→ **DIRECTIONS FOR THIS TASK**
Pick out every row below that contains the string "dark", and copy each one in full. Match case exactly.

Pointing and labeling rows
= = = =

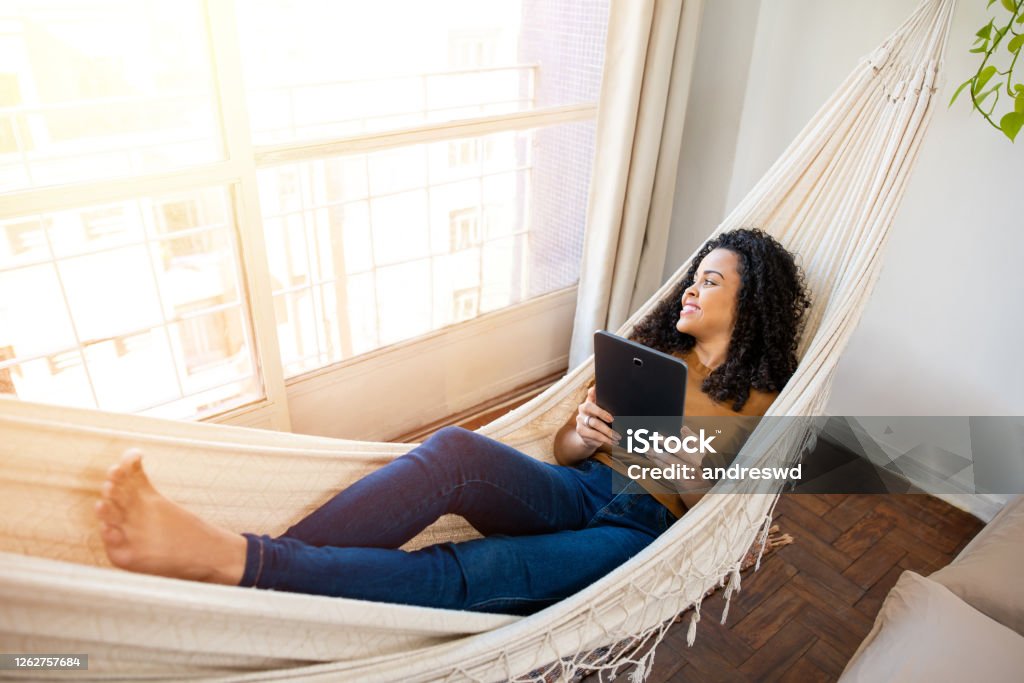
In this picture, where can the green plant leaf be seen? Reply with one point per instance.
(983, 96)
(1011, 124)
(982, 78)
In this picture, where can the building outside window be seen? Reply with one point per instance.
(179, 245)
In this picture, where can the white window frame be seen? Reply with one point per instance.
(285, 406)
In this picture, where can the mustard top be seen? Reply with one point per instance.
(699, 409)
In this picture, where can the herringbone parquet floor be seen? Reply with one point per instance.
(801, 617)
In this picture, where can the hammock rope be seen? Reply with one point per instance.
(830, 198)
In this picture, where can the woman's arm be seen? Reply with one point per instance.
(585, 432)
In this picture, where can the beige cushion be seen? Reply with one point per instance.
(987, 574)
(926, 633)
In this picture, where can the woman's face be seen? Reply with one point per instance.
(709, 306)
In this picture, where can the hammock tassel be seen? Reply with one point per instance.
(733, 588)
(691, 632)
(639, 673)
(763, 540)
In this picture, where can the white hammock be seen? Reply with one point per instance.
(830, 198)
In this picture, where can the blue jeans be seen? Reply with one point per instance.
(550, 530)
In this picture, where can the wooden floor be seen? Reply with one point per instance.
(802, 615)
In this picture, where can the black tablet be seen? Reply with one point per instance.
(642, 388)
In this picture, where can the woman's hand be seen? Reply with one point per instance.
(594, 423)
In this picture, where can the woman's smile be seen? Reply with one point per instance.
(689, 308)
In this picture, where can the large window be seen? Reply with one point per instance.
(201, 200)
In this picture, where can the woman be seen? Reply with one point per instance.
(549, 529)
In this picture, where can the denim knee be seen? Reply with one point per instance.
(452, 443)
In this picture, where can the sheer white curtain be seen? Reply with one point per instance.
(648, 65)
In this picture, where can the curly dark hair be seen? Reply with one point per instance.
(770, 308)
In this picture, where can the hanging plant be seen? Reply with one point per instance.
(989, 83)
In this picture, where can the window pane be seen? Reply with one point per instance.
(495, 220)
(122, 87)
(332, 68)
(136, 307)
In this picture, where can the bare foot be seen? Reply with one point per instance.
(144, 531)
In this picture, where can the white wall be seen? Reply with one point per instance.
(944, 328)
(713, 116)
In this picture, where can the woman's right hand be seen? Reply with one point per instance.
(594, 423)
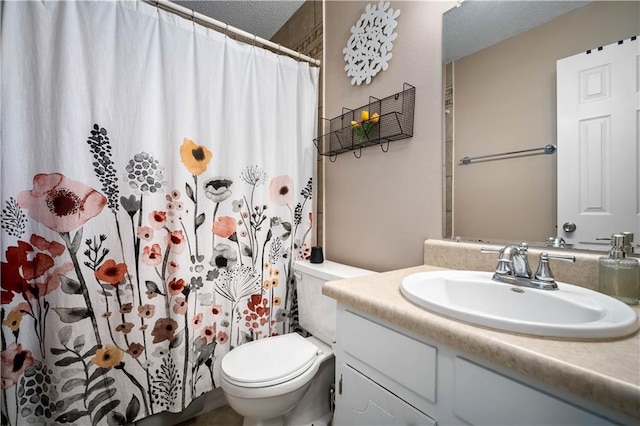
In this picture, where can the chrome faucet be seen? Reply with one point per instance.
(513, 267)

= = = =

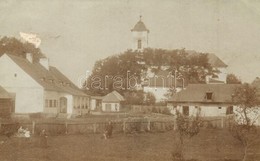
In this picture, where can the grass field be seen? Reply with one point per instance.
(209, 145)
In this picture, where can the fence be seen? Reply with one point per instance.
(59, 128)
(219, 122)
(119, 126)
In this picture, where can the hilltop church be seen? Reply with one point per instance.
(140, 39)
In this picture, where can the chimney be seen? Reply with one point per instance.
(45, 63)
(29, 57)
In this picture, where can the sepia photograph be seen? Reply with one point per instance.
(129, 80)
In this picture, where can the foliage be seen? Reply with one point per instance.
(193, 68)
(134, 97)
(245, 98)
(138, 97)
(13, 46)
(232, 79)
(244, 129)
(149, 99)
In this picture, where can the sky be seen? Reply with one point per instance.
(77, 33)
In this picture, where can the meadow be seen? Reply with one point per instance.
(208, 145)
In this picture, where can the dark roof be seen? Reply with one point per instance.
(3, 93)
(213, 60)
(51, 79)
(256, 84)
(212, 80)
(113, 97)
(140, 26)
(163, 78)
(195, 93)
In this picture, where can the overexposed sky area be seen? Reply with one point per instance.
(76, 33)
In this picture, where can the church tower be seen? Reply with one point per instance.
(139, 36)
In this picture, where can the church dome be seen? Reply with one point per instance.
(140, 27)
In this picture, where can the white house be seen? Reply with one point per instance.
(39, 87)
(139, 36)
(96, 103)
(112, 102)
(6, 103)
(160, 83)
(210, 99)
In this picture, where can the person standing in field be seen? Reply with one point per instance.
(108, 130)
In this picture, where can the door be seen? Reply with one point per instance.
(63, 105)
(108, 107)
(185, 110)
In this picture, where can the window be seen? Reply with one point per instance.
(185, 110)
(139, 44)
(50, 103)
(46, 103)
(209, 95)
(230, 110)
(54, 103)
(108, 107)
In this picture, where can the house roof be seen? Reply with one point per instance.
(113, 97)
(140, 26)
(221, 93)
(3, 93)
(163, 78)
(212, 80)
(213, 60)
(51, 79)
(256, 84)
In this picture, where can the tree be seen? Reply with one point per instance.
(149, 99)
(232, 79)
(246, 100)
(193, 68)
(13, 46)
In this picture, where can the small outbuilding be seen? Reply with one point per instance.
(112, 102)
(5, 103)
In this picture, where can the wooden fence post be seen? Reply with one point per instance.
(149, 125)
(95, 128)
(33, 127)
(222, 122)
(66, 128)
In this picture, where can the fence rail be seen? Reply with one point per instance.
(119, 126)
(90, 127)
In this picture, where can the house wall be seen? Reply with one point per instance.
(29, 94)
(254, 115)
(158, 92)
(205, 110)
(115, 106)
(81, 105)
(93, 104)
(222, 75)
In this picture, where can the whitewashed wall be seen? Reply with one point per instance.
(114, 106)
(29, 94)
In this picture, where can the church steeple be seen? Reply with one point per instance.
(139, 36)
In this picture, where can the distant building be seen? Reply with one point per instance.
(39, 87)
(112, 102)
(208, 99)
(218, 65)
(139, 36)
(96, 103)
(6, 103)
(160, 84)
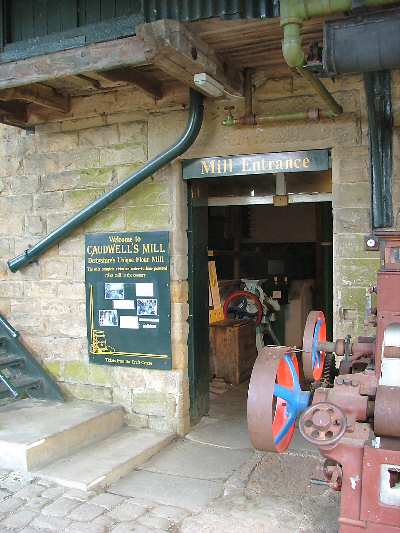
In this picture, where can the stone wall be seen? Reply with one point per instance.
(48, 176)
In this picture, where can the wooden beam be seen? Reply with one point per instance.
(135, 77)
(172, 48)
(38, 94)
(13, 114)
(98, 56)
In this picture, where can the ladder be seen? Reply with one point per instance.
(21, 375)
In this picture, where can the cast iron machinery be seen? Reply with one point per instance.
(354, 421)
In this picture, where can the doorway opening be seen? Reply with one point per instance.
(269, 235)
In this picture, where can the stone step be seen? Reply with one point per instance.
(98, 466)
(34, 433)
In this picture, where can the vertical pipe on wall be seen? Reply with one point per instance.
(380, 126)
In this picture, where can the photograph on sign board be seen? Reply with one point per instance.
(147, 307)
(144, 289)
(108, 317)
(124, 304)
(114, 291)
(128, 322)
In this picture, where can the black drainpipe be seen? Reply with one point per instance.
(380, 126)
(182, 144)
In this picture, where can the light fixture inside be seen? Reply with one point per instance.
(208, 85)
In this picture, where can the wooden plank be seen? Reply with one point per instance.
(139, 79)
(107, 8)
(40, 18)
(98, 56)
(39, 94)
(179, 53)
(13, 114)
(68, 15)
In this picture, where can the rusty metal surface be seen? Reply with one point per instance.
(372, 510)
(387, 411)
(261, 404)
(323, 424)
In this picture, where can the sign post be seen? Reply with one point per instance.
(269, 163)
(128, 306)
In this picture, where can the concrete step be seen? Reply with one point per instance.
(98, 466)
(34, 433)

= = = =

→ **FULL RESPONSE**
In this picture, where can the curly dark hair be seen? Reply with one point per instance.
In this picture, where can the dark roof be seen? Reply with one point per instance.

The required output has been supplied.